**The request**. Reproduce every record exactly as it appears, but not the pictures.

**Material provided**.
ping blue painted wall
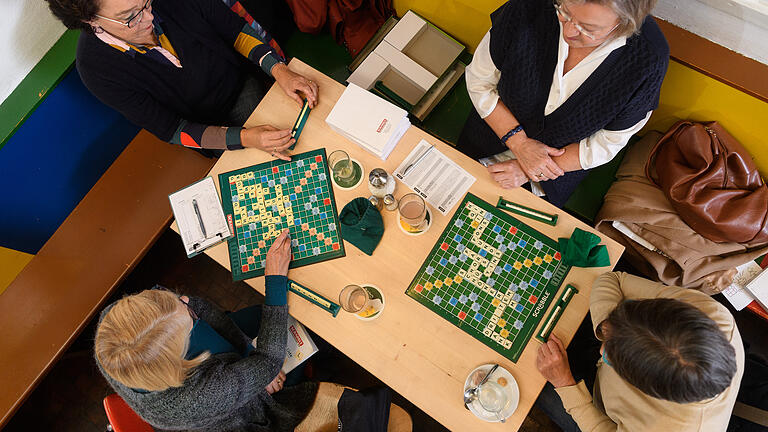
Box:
[0,68,139,254]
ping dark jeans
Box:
[536,314,601,432]
[227,305,306,386]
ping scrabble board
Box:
[406,193,570,362]
[219,149,344,281]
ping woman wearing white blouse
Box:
[458,0,669,206]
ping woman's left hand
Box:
[536,334,576,388]
[272,63,318,108]
[265,371,285,394]
[488,159,528,189]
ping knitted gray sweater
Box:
[96,298,317,432]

**Worked solution**.
ping blue painted wall
Box:
[0,68,139,254]
ping dark jeans
Box:
[536,314,601,432]
[227,305,306,386]
ping scrabble board
Box:
[406,193,570,362]
[219,149,344,281]
ping woman wearing white blouse
Box:
[458,0,669,206]
ping woman's left hand
Box:
[536,334,576,388]
[272,63,318,108]
[265,371,285,394]
[488,159,528,189]
ping knitted gray sweater
Box:
[96,298,317,432]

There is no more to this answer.